REQUIREMENT: Copy out all the records, word for word.

Dataset entries
--------------------------------------------------
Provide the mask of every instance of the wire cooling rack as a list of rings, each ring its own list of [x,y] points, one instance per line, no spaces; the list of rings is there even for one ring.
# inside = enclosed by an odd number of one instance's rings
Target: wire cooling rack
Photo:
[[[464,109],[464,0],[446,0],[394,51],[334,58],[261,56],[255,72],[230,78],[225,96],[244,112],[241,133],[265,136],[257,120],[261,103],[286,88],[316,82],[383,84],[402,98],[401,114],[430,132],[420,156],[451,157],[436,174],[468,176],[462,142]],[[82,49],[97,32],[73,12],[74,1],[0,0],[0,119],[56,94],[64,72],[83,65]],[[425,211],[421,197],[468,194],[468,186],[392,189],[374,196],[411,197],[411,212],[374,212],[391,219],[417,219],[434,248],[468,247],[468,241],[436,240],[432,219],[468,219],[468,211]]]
--------------------------------------------------
RESULT OF THE TASK:
Provide the mask of every instance of the wire cooling rack as a list of rings, each ring its own list of [x,y] points, one instance per line, no spaces; the list of rings is there even for one ring.
# inside = enclosed by an odd number of one instance's rings
Target: wire cooling rack
Photo:
[[[464,109],[464,0],[446,0],[394,51],[334,58],[261,56],[255,72],[230,78],[225,96],[244,112],[241,133],[265,136],[257,120],[261,103],[286,88],[316,82],[383,84],[402,98],[401,114],[430,132],[420,156],[451,157],[436,174],[468,176],[462,142]],[[82,49],[97,32],[73,12],[74,1],[0,0],[0,119],[56,94],[64,72],[83,65]],[[425,211],[421,197],[468,194],[468,186],[392,189],[374,196],[411,197],[411,212],[374,212],[391,219],[417,219],[434,248],[468,247],[468,241],[436,240],[432,219],[468,219],[468,211]]]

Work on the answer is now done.